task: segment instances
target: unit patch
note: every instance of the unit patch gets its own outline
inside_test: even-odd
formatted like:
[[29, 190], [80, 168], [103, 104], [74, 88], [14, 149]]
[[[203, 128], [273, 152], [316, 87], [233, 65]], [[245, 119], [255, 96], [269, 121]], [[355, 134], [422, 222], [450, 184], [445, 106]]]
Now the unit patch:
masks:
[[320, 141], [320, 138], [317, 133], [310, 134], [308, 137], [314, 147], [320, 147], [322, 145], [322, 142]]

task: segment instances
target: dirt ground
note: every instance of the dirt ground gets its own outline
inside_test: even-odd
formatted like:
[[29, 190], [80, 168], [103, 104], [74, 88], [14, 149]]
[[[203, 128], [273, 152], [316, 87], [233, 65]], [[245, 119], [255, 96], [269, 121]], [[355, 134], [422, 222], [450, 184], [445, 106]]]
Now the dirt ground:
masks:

▶ _Task objective_:
Pull out every line of the data that contains the word "note", counting uppercase and lowercase as different.

▶ _Full solution_:
note: every instance of the unit patch gets its own outline
note: every instance of the dirt ground gets its own outline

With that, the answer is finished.